▶ [The task]
Rewrite the material starting at the line containing "Guideline: for each instance of the thumb, the" and ending at the line containing "Target: spiral notebook", replacing "innermost point" with "central point" and keeping everything else unchanged.

========

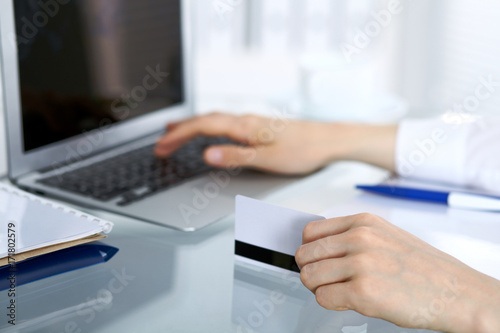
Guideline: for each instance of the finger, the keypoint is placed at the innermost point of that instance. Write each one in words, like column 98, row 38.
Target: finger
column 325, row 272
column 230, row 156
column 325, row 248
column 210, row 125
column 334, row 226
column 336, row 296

========

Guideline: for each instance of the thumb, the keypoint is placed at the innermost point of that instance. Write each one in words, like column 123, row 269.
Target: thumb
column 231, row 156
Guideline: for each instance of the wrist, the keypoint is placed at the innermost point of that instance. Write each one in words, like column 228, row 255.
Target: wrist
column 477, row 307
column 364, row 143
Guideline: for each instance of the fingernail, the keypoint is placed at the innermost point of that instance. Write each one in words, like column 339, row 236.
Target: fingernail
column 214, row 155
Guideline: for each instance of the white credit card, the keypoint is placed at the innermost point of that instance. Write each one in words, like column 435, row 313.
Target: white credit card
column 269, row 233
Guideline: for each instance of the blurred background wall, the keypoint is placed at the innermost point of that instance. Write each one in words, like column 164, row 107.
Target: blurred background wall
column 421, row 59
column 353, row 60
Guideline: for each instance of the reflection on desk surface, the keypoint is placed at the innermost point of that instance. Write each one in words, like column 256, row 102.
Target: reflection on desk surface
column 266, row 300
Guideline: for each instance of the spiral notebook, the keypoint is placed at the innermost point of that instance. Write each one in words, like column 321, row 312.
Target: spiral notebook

========

▶ [Response to this task]
Guideline: for each instance of the thumb, the keypoint is placed at the central point of that instance. Write each one in words, like column 123, row 269.
Target: thumb
column 231, row 156
Guideline: for each instance of the wrist, the keypoint is placed at the central point of that instance. Write each one in words, like column 228, row 255.
Target: wrist
column 477, row 307
column 364, row 143
Guideline: for each instance of the fingernail, the keypoint is placed at the central point of that instance. Write each one in words, like column 339, row 236.
Target: fingernail
column 214, row 155
Guideline: for each instance of the white credit card, the keypoint is placed at the central point of that instance. Write each one in words, like column 435, row 313.
Target: white credit card
column 269, row 233
Guideline: for each instance of the blurred background wall, the keypoint is placed at the central point of that instance. Write each one in words, like column 164, row 107.
Target: blurred background wall
column 421, row 59
column 353, row 60
Guideline: for each instance of the reflection on desk surface, the keypoint is placed at the central point of that instance. Write each one in words, like column 256, row 102.
Target: reflection on desk surface
column 266, row 300
Guideline: for each instance of the spiral notebook, the keypoint is placed at the central point of that instance. Write each one in words, like column 321, row 312.
Target: spiral notebook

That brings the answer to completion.